- [GIVEN PASSAGE]:
____________________

If the two objects are called $A$ and $B$, their Hamiltonian can be written

$$H = H_A + H_B + H_{AB},$$ where $H_{AB}$ denotes their interaction, and $H_{A}$ ($H_B$) only affects $A$ ($B$). If the entire system is at thermal equilibrium, the quantum state is the Gibbs ensemble $$ \tau_{AB} = \frac{\mathrm{e}^{-\beta (H_A + H_B + H_{AB})}}{\mathcal{Z}_{AB}},$$ where $\beta$ is the inverse temperature and $\mathcal{Z}_{AB} = \mathrm{Tr}[\mathrm{e}^{-\beta (H_A + H_B + H_{AB})}]$ is the partition function. However, if the subsystems are locally at equilibrium, the state of (say) $A$ is $$ \tau_A = \frac{\mathrm{e}^{-\beta H_A}}{\mathcal{Z}_{A}}.$$ It is easy to see that, in general, $\tau_A \neq \mathrm{Tr}_B [\tau_{AB}]$, unless $H_{AB} = 0$. However, in this case $\tau_{AB}$ is not entangled (it is a product state).

____________________

- [SUPPLIED INFORMATION]:
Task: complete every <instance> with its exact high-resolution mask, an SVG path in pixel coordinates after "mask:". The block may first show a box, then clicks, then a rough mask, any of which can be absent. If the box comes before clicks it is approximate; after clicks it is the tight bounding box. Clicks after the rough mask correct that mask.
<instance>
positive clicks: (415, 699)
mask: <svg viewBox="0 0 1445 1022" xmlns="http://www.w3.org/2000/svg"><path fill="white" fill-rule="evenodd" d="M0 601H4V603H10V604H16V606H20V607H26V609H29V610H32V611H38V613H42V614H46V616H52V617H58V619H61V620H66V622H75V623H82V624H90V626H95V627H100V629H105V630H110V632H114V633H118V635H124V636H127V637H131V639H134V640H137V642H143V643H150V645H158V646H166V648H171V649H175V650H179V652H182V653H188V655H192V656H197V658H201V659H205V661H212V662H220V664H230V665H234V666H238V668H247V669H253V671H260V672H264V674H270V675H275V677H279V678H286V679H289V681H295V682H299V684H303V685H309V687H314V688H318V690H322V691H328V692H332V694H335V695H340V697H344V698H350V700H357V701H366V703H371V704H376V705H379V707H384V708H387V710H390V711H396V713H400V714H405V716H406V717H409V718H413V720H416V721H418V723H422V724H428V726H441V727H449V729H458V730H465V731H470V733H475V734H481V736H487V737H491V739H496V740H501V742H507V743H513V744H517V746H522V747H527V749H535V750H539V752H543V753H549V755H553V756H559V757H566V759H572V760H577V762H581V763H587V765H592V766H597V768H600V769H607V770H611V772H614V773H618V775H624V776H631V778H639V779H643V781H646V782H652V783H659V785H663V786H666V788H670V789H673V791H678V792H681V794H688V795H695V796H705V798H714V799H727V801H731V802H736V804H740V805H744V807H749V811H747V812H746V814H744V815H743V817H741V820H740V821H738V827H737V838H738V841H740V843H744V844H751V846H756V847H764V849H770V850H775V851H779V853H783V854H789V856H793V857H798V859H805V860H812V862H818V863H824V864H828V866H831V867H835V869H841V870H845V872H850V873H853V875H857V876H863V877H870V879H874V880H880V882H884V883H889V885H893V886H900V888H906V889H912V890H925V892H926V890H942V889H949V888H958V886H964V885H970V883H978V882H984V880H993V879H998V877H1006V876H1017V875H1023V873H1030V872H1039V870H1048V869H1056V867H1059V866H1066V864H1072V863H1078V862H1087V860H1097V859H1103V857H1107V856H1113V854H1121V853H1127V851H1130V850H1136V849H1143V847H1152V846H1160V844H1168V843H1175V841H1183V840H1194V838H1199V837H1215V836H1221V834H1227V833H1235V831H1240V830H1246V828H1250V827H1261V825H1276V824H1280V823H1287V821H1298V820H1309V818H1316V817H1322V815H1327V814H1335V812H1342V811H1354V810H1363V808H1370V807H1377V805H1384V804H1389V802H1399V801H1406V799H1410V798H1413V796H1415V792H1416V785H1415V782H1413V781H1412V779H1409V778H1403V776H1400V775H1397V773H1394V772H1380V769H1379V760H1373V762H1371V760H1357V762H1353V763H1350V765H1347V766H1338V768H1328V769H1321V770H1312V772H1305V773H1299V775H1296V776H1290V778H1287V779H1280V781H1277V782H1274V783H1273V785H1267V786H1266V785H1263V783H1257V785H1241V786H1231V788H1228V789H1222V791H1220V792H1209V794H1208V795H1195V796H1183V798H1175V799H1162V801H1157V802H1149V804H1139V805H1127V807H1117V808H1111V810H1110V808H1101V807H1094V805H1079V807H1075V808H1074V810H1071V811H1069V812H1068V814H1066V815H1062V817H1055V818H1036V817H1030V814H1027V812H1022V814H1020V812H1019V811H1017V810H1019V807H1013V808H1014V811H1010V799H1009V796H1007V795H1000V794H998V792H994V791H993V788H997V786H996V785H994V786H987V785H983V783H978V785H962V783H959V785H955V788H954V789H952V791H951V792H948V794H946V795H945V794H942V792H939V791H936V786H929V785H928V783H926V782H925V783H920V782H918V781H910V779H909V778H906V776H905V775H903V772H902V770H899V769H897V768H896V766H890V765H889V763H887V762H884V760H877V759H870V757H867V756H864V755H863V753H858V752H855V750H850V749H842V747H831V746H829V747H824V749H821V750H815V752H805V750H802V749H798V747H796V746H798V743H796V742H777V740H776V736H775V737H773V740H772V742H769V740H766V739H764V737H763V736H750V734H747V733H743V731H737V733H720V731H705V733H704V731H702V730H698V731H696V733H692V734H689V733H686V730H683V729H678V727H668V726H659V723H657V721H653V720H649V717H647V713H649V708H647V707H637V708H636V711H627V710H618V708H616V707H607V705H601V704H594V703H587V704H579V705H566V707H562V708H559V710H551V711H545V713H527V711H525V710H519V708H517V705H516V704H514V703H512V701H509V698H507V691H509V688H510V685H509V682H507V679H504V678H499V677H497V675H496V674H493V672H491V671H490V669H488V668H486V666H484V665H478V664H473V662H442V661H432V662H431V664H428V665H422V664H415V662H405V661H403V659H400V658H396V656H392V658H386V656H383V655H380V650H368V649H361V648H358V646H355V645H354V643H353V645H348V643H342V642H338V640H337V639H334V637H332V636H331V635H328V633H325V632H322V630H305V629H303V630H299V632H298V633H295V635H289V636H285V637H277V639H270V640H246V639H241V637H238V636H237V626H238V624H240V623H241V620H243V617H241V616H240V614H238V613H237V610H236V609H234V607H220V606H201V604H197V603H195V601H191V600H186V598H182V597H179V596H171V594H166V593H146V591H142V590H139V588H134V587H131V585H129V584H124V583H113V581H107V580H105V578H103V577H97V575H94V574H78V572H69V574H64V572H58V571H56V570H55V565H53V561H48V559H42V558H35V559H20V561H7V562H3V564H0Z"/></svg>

____________________

- [PROBLEM SET]:
• a. From the passage on thermal equilibrium, print the part that opens with the words containing "If the two objects" and closes with "a product state).".
• b. Answer these questions using the passage on thermal equilibrium:
(i) What does $H_{AB}$ denote?
(ii) What does $\beta$ represent?
(iii) What kind of state is $\tau_{AB}$ when $H_{AB} = 0$?
The listing is not required for this work.

- [ANSWERS FOR THE EXERCISE]:
• a.
If the two objects are called $A$ and $B$, their Hamiltonian can be written

$$H = H_A + H_B + H_{AB},$$ where $H_{AB}$ denotes their interaction, and $H_{A}$ ($H_B$) only affects $A$ ($B$). If the entire system is at thermal equilibrium, the quantum state is the Gibbs ensemble $$ \tau_{AB} = \frac{\mathrm{e}^{-\beta (H_A + H_B + H_{AB})}}{\mathcal{Z}_{AB}},$$ where $\beta$ is the inverse temperature and $\mathcal{Z}_{AB} = \mathrm{Tr}[\mathrm{e}^{-\beta (H_A + H_B + H_{AB})}]$ is the partition function. However, if the subsystems are locally at equilibrium, the state of (say) $A$ is $$ \tau_A = \frac{\mathrm{e}^{-\beta H_A}}{\mathcal{Z}_{A}}.$$ It is easy to see that, in general, $\tau_A \neq \mathrm{Tr}_B [\tau_{AB}]$, unless $H_{AB} = 0$. However, in this case $\tau_{AB}$ is not entangled (it is a product state).

• b.
(i) The interaction between the two objects $A$ and $B$.
(ii) The inverse temperature.
(iii) A product state, which is not entangled.